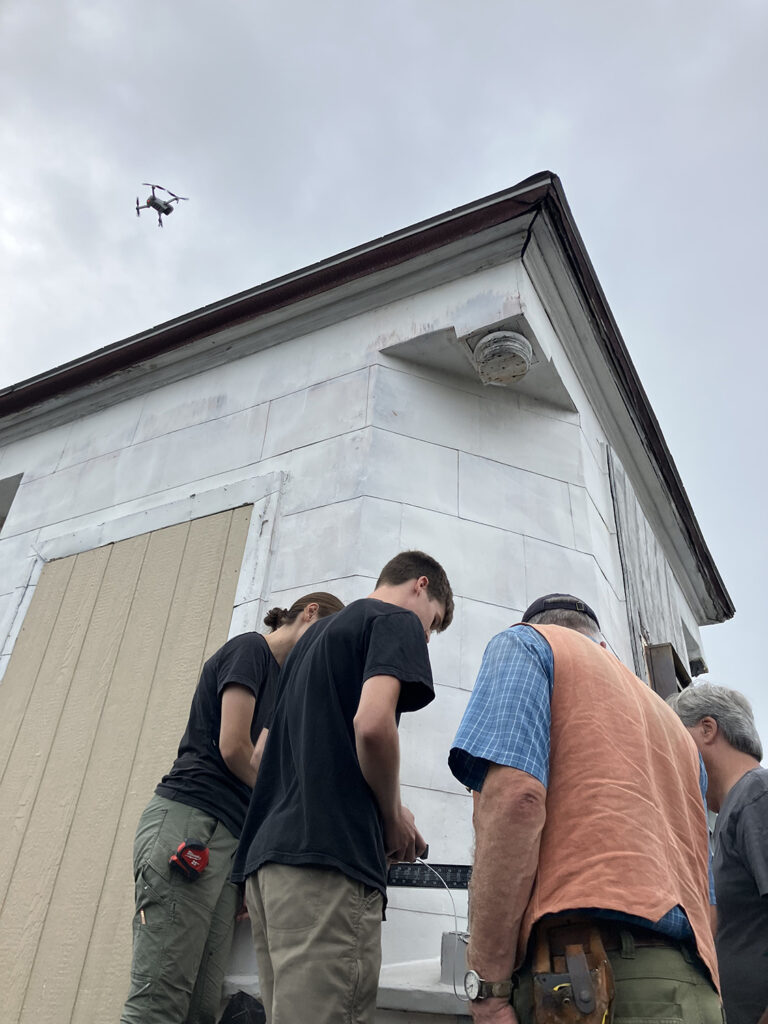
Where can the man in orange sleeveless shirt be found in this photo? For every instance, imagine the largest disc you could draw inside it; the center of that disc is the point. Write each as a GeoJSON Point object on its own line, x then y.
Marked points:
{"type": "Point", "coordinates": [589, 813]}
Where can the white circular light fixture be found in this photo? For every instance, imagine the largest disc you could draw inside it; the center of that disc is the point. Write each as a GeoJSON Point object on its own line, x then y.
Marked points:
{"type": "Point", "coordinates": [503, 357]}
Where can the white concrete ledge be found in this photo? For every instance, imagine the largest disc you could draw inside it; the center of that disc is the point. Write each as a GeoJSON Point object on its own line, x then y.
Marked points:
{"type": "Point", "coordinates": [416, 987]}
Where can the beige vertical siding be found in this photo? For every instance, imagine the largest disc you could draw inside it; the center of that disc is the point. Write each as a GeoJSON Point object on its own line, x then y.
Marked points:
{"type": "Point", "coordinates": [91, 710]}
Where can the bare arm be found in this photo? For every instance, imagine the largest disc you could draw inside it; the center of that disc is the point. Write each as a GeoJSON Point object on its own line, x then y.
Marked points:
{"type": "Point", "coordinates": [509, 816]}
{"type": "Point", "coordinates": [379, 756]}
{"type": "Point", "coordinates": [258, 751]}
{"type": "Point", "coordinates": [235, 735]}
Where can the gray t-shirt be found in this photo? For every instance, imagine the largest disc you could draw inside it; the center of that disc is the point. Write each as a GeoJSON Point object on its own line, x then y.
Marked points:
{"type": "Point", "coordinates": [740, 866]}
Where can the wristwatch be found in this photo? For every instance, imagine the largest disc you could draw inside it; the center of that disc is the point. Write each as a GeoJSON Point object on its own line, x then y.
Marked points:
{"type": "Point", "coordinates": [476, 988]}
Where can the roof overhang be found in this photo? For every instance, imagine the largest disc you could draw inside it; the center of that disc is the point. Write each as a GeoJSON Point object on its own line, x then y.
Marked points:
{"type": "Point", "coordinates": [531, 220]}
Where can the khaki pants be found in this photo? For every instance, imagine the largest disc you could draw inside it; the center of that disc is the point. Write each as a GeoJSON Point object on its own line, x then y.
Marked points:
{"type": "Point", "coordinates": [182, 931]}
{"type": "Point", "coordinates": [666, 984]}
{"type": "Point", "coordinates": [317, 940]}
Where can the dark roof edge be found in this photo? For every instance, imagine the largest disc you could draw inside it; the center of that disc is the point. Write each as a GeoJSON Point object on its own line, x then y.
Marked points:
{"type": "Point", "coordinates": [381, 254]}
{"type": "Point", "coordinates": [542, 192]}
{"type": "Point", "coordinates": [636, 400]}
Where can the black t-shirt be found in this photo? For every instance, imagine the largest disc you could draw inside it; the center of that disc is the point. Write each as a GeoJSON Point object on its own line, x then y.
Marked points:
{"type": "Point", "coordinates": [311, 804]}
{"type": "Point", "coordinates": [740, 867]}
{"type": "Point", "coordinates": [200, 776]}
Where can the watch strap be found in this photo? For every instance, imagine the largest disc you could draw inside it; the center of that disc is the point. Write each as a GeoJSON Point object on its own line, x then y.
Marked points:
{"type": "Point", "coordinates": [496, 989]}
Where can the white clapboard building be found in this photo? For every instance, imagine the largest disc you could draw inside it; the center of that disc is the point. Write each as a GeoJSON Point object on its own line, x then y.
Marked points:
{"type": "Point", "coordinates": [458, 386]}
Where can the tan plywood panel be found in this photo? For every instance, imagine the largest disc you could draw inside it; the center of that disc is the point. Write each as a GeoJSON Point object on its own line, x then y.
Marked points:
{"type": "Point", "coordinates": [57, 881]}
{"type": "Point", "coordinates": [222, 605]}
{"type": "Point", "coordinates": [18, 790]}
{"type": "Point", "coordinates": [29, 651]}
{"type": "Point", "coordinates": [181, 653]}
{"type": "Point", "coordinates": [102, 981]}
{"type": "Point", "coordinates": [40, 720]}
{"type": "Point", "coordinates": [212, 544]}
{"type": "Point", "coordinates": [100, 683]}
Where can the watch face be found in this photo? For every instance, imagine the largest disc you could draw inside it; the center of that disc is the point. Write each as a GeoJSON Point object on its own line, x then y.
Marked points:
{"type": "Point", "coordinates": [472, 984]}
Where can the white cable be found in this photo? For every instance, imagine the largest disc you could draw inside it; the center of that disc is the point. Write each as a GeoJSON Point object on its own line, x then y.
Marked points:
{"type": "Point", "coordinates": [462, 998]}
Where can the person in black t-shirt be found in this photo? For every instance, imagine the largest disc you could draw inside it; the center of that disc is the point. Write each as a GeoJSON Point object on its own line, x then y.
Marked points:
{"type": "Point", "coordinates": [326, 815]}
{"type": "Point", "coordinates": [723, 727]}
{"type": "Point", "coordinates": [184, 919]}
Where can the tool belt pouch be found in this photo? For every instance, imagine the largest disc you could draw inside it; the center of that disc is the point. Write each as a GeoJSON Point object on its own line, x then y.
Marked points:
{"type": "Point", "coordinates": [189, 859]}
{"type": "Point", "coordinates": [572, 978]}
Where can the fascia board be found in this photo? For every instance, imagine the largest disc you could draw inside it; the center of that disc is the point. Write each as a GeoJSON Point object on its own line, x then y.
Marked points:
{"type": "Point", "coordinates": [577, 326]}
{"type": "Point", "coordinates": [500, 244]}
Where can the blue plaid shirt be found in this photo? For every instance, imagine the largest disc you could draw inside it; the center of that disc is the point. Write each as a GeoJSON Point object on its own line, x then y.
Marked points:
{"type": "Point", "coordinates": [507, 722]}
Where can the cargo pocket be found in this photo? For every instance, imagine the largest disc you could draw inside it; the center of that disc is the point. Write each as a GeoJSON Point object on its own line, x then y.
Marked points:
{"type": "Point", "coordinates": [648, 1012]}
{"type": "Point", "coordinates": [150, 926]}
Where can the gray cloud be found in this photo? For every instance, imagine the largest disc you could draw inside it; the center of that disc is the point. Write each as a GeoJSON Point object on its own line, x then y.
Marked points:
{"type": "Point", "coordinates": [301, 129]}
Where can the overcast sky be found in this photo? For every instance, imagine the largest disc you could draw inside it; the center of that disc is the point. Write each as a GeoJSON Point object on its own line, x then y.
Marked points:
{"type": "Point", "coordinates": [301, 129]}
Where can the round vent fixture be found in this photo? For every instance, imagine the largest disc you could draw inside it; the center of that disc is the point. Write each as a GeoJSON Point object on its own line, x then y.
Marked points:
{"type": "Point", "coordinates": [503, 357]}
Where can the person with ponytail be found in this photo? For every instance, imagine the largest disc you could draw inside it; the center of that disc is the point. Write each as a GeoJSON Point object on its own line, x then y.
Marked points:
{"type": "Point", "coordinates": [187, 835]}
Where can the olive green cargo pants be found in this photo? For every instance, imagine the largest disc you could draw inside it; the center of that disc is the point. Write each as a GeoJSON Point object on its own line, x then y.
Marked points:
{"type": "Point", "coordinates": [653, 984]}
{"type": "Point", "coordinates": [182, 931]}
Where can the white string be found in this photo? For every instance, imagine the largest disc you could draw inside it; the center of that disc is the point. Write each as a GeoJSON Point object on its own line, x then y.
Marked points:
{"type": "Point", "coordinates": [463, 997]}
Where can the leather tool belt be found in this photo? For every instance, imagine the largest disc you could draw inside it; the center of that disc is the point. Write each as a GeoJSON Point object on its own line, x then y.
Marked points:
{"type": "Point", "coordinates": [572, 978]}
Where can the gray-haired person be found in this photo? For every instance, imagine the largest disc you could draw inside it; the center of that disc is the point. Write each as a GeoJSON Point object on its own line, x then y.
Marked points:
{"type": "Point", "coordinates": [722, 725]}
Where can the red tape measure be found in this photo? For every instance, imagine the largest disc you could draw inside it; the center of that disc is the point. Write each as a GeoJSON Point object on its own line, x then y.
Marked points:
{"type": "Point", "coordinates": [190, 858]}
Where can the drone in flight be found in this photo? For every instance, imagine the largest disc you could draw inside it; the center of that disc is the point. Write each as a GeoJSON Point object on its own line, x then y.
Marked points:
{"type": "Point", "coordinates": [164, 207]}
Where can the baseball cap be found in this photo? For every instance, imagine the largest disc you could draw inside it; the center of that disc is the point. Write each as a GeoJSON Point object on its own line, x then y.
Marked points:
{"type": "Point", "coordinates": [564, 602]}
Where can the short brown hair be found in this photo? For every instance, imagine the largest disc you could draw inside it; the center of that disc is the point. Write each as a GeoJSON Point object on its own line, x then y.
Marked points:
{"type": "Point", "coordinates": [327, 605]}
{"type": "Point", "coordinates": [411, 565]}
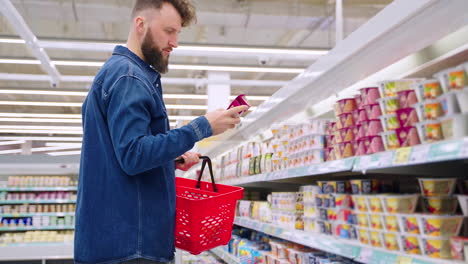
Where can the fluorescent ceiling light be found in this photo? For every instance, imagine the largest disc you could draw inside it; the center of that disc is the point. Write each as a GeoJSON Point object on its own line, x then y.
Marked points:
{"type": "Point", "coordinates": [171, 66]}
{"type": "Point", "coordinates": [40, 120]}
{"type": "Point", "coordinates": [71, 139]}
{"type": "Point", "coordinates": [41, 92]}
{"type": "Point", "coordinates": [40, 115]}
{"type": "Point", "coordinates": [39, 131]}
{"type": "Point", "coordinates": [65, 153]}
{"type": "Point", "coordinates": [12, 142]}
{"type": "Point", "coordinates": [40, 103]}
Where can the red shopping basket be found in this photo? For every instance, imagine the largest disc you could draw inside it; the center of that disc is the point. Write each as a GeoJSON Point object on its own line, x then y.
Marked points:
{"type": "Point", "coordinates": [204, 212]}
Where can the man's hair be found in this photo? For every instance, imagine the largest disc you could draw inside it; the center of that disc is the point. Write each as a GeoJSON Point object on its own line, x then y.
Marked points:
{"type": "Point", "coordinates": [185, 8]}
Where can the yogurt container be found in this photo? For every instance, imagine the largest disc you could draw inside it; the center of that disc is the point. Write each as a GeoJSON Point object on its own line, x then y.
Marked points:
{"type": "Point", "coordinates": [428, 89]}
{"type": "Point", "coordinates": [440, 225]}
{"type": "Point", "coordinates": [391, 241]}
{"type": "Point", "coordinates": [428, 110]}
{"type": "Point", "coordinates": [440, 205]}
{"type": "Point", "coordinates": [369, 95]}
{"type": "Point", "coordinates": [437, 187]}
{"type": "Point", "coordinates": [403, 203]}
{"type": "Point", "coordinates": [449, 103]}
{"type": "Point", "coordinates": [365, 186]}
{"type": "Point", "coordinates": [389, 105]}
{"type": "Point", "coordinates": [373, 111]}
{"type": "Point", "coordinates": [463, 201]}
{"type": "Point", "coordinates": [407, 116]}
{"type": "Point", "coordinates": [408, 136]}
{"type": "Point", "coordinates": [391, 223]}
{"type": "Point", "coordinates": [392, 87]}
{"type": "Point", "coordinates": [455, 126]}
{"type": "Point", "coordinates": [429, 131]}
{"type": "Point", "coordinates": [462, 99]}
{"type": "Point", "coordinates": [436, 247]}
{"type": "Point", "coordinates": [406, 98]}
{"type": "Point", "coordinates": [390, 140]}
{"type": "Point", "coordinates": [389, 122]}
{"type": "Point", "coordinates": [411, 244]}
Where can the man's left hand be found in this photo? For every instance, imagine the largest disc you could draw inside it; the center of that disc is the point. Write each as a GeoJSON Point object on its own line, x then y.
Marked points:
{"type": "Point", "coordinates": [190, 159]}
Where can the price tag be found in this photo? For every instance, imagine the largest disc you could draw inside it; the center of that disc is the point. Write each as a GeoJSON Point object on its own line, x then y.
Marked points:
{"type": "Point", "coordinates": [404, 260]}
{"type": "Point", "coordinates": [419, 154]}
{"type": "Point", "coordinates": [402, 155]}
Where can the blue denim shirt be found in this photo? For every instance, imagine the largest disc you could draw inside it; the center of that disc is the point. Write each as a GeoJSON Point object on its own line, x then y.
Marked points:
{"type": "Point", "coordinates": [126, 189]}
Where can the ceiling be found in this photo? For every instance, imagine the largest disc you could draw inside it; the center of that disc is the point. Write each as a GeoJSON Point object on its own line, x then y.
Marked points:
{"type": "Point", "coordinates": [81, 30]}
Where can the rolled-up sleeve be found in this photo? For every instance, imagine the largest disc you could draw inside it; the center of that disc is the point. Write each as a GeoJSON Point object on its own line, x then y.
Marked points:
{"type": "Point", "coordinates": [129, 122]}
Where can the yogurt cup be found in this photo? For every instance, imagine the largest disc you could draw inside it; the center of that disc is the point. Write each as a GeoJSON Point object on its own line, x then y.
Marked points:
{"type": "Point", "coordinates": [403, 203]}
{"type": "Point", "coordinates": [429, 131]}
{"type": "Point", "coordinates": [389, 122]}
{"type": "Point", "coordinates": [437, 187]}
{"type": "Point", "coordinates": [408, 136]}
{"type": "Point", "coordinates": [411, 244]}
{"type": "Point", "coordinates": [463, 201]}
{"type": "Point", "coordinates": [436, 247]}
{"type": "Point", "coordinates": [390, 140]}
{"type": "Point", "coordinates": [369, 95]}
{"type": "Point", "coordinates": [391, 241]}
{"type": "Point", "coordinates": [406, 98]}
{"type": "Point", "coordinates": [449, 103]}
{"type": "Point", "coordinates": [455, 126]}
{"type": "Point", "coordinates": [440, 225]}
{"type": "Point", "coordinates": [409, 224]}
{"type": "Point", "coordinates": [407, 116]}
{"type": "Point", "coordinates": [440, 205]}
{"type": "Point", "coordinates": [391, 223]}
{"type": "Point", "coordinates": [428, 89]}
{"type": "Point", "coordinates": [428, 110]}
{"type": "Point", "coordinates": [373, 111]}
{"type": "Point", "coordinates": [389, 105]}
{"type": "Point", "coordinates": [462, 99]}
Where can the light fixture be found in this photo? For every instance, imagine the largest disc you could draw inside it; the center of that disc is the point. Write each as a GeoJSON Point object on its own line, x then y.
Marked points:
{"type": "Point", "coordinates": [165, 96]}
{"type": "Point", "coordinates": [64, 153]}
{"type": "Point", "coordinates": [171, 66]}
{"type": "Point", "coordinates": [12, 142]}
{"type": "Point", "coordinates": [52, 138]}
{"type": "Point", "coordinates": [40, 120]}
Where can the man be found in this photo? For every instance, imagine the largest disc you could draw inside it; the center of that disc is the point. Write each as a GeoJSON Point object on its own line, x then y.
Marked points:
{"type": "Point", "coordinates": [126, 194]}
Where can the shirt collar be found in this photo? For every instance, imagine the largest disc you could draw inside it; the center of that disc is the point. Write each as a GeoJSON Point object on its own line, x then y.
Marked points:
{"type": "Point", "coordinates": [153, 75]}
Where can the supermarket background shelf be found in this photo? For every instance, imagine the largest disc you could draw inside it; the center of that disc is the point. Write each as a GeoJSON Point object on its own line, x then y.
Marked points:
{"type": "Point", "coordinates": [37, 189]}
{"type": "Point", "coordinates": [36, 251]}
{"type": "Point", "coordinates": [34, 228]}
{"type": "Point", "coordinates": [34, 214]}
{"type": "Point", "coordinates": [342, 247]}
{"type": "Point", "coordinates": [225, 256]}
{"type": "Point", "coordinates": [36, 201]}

************

WORK TO DO:
What needs duplicating is the run of lines from the one containing "Where can the light" through the last line of the entries above, exact and complete.

ANSWER FOR THIS EXERCISE:
Where can the light fixture be found in this photo? For every instance, imagine the largest disc you could draw inside it; the center of that disc is the point. Write each as a GeoJSON Point object on its own line, x then y.
Marked points:
{"type": "Point", "coordinates": [165, 96]}
{"type": "Point", "coordinates": [64, 153]}
{"type": "Point", "coordinates": [171, 66]}
{"type": "Point", "coordinates": [12, 142]}
{"type": "Point", "coordinates": [52, 138]}
{"type": "Point", "coordinates": [40, 120]}
Where can the man be found in this photo? For every instance, imagine the largest disc you could draw inside it; the center of that disc is the point. Write each as a GeoJSON Point object on its own line, x then y.
Marked points:
{"type": "Point", "coordinates": [126, 194]}
Where can the shirt collar be found in this photo? For every instance, imagine the largest disc you could draw inside it; the center of that disc is the point. Write each as a GeoJSON Point object on its own line, x then y.
Marked points:
{"type": "Point", "coordinates": [153, 75]}
Where can the supermarket background shelf be found in this photo? For every instance, imagine the largest disc you could draw inside it; the center of that disc is the point. Write each as a GeoJSON Point object on its own line, x then y.
Marked points:
{"type": "Point", "coordinates": [37, 189]}
{"type": "Point", "coordinates": [36, 251]}
{"type": "Point", "coordinates": [34, 228]}
{"type": "Point", "coordinates": [34, 214]}
{"type": "Point", "coordinates": [342, 247]}
{"type": "Point", "coordinates": [225, 256]}
{"type": "Point", "coordinates": [36, 201]}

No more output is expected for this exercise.